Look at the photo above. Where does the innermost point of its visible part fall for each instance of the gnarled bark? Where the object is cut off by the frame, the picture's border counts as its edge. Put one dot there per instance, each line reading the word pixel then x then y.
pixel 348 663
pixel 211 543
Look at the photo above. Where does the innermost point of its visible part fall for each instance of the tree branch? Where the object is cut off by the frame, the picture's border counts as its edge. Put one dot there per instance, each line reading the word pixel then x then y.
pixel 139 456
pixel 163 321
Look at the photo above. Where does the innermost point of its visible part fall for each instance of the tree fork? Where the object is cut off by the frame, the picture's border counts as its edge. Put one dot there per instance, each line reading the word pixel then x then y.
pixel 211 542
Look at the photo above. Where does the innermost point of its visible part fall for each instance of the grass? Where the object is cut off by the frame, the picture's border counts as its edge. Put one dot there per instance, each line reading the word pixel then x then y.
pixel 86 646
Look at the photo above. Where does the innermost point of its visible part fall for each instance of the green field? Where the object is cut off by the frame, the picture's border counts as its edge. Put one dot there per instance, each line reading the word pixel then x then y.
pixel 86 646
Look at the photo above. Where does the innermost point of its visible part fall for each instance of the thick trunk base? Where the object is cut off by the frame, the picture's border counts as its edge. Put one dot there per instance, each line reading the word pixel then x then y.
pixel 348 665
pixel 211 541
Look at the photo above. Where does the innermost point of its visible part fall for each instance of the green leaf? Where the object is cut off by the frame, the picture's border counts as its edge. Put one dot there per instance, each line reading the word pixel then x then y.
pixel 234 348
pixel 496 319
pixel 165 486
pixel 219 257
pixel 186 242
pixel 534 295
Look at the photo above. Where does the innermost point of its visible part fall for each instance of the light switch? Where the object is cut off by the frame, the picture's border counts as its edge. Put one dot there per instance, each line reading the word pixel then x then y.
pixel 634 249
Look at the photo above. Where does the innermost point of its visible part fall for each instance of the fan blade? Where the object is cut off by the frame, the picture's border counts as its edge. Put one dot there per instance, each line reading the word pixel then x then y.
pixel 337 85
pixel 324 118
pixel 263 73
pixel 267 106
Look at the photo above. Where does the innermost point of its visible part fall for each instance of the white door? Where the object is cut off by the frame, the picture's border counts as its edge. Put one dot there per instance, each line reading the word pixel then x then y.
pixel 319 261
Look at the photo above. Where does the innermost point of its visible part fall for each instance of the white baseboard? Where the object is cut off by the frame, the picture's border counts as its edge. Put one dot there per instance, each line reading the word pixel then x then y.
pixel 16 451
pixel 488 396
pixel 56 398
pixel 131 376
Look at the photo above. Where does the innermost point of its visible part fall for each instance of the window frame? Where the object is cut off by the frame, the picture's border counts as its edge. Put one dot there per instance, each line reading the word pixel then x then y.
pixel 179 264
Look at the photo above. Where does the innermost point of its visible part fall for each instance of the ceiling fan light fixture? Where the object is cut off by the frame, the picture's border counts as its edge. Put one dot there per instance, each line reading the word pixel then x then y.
================================
▸ **Objective**
Output the lines above as a numbered list, leaving out any blank lines.

▸ **Exercise result**
1. Look at the photo above. Where does the innermost point of its visible part fall for each instance of the gnarled bark? Where the object is cut off by the frame, the picture's border counts as its edge. Put one dot there per instance, each line reading the word pixel then x then y.
2. pixel 348 663
3. pixel 211 543
4. Look at the photo above. Where does the innermost point of its visible part fall for each instance of the tree branch? Where the object is cut off by the frame, the picture's border counts as its edge. Put one dot there per instance, each line reading the word pixel then x then y.
5. pixel 139 456
6. pixel 163 321
7. Look at the photo above. Where does the innermost point of its visible part fall for each instance of the tree fork? Where the object is cut off by the frame, the picture's border counts as its edge. Put one dot there per instance, each line reading the word pixel then x then y.
8. pixel 211 542
9. Look at the photo above. Where does the innermost point of its visible part fall for each instance of the grass? Where the object is cut off by the frame, the picture's border counts as its edge. Put one dot there per instance, each line reading the word pixel then x then y.
10. pixel 86 646
11. Look at the photo above. Where does the innermost point of its visible part fall for each instance of the green field? Where the object is cut off by the frame, the picture's border counts as its edge. Put one dot there per instance, each line reading the word pixel then x then y.
12. pixel 86 646
13. Look at the photo above. Where does the innermost point of its visible part fall for each instance of the thick trunk base? Where the object is cut off by the frame, the picture's border counts as its edge. Put one dot there per instance, each line reading the word pixel then x then y.
14. pixel 348 665
15. pixel 211 541
16. Look at the photo above. Where does the innermost point of its visible part fall for each instance of the green leaf? Where the object is cut off by the frame, the picture's border counts as its edge. Put one dot there per instance, each line reading the word pixel then x then y.
17. pixel 234 348
18. pixel 496 319
19. pixel 165 486
20. pixel 219 257
21. pixel 186 242
22. pixel 534 295
23. Look at the photo above. Where does the innermost point of its visible part fall for each instance of the light switch? Where the object is cut off by the frame, the picture's border counts as its edge. Put one dot there per instance, each line reading the word pixel then x then y.
24. pixel 634 249
25. Look at the photo above. Where does the innermost point of its visible part fall for each instance of the fan blade? Where the object is cut off by the frame, the picture's border counts as its edge. Put one dot there per instance, each line reading the word pixel then x then y.
26. pixel 337 85
27. pixel 324 118
28. pixel 263 73
29. pixel 267 106
30. Look at the photo above. Where does the innermost point of its visible part fall for each instance of the white door? Where the object is cut off by the frame, the picture's border counts as its edge. Put one dot there per instance, each line reading the word pixel then x then y.
31. pixel 319 261
32. Look at the photo above. Where does the innermost point of its visible part fall for each instance of the white baseboard? Where the object is cut off by the frame, the picture's border counts as its edge. Put one dot there per instance, each line reading the word pixel then x then y.
33. pixel 16 451
34. pixel 488 396
35. pixel 56 398
36. pixel 131 376
37. Look at the photo above. Where does the innermost point of its visible part fall for each instance of the window frame? Where the object is cut off by the frame, the picture's border counts as its edge. Put one dot there per instance, each line reading the word pixel then x then y.
38. pixel 179 264
39. Look at the photo above. Where does the innermost point of its visible part fall for each instance of the ceiling fan light fixture? Where the object is cut off by the frame, the picture's border counts as its edge. Put one dot there per instance, each line reading the word pixel then x then y.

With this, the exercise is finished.